Alabama Army reservist Cayln McLemore's death was declared an accident, according to Chief Medical Examiner Valerie Rao's final report dated Tuesday. An autopsy report shows he died from environmental heat exposure.

A 25-year-old National Guard soldier who was found dead in the woods two days after he disappeared during a training exercise at Camp Blanding died from environmental heat exposure, according to the Duval County medical examiner.

Alabama Army reservist Cayln McLemore’s death was declared an accident, according to Chief Medical Examiner Valerie Rao’s final report dated Tuesday.

McLemore’s disappearance at the military training center near Starke saw about 450 military, police and civilian searchers combing its woods and swamp on foot, horseback, helicopter and other vehicles, coordinated by the Clay County Sheriff’s Office. Involved in a land navigation training class in the huge 70,000-acre site, he did not return as scheduled at 11 a.m. June 27, according to the Sheriff’s Office. He was equipped with full uniform, a navigation tool, a map and some basic food and water.

Searchers found some of his cast-off gear during the search in hot, sunny conditions after days of rain. Then his remains were found as searchers focused on a 1,000-acre-plus area where they believed he had gone during training with about 70 other soldiers.

### Excerpted records
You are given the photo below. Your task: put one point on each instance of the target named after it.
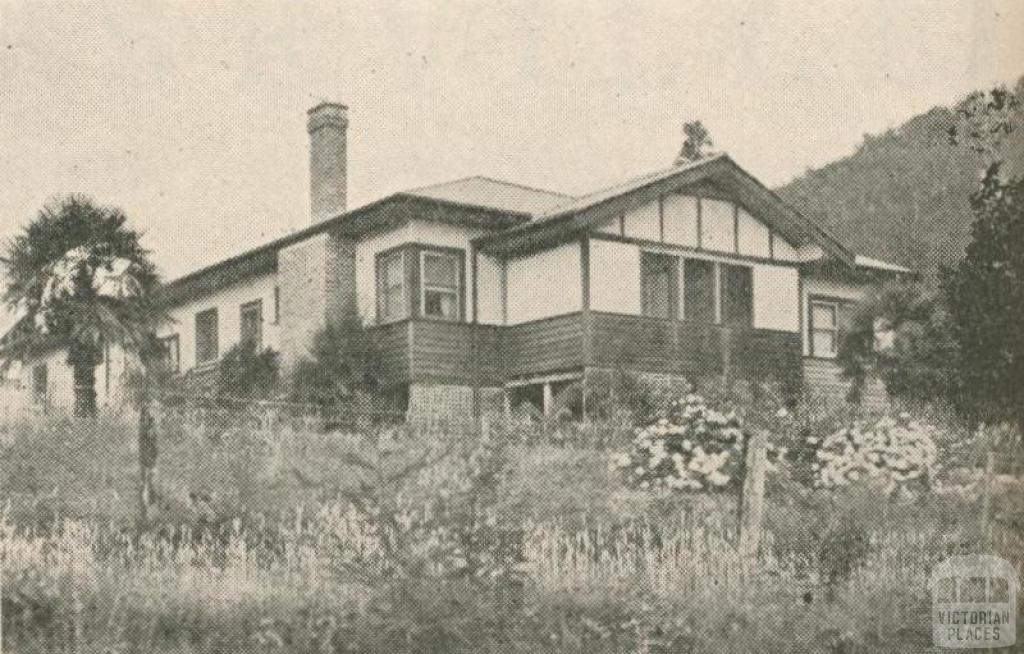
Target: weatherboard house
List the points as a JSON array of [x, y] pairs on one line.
[[480, 291]]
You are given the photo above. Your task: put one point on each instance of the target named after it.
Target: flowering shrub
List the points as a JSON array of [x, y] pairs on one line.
[[897, 451], [692, 448]]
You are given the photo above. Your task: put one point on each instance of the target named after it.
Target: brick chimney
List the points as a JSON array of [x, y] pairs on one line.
[[327, 125]]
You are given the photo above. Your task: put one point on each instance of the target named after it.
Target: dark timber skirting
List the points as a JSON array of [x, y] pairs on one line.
[[470, 354]]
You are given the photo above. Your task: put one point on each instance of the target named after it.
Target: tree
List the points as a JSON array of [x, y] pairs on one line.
[[697, 139], [79, 277], [901, 332], [985, 294]]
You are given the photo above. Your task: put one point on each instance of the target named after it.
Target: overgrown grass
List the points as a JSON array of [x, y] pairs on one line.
[[257, 551]]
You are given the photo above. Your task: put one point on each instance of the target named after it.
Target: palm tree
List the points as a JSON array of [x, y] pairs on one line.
[[79, 277]]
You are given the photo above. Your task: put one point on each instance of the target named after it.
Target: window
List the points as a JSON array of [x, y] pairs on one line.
[[391, 303], [251, 323], [172, 352], [206, 337], [737, 295], [39, 383], [824, 328], [698, 291], [658, 280], [440, 272]]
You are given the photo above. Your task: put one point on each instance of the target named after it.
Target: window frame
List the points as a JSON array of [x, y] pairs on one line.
[[458, 258], [723, 290], [714, 316], [379, 285], [257, 306], [216, 337], [671, 267], [165, 342], [837, 305]]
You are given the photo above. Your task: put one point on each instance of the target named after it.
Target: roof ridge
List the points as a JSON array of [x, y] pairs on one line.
[[496, 180], [648, 177], [518, 185]]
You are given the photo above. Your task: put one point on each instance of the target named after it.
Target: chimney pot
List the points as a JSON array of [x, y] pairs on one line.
[[327, 124]]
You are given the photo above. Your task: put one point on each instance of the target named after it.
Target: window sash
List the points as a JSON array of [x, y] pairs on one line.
[[172, 351], [824, 338], [698, 291], [657, 285], [251, 322], [206, 337], [736, 295], [434, 293]]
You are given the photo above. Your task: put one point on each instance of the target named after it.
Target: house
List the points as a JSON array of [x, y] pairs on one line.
[[480, 290]]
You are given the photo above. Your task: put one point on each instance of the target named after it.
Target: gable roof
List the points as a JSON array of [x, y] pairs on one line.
[[383, 214], [494, 193], [717, 172]]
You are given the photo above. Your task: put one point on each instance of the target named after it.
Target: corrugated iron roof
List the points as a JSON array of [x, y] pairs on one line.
[[494, 193]]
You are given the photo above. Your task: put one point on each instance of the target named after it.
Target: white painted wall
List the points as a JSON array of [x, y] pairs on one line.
[[111, 376], [422, 231], [614, 277], [782, 251], [615, 284], [754, 236], [818, 287], [644, 222], [681, 220], [228, 303], [776, 298], [545, 285], [489, 296], [717, 225], [609, 227]]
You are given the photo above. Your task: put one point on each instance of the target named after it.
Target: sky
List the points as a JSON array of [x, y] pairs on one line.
[[190, 116]]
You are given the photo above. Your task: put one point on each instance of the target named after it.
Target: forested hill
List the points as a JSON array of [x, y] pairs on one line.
[[903, 195]]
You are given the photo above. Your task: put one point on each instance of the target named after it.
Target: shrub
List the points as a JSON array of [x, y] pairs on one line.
[[694, 447], [246, 373], [342, 375], [897, 451]]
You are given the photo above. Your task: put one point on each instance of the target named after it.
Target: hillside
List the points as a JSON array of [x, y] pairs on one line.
[[903, 194]]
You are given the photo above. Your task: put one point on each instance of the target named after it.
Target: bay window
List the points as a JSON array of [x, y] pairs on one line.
[[420, 281]]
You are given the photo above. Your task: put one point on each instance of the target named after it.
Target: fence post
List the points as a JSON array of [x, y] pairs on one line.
[[752, 508], [484, 429], [986, 500]]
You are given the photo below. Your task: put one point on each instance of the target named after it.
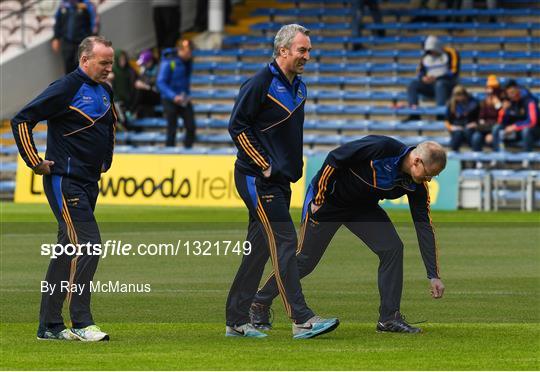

### Directions
**a.** Reproduce word for word the stretch of the article about Cayln McLemore from "Alabama Army reservist Cayln McLemore's" through "County medical examiner.".
**b.** Using the article about Cayln McLemore, answer each question on its own line:
(i) How old was McLemore?
(ii) About how many searchers took part in the search for him?
(iii) About how many other soldiers were training with him?

### Outputs for the tasks
**a.**
Alabama Army reservist Cayln McLemore's death was declared an accident, according to Chief Medical Examiner Valerie Rao's final report dated Tuesday. An autopsy report shows he died from environmental heat exposure.

A 25-year-old National Guard soldier who was found dead in the woods two days after he disappeared during a training exercise at Camp Blanding died from environmental heat exposure, according to the Duval County medical examiner.

**b.**
(i) 25 years old
(ii) About 450
(iii) About 70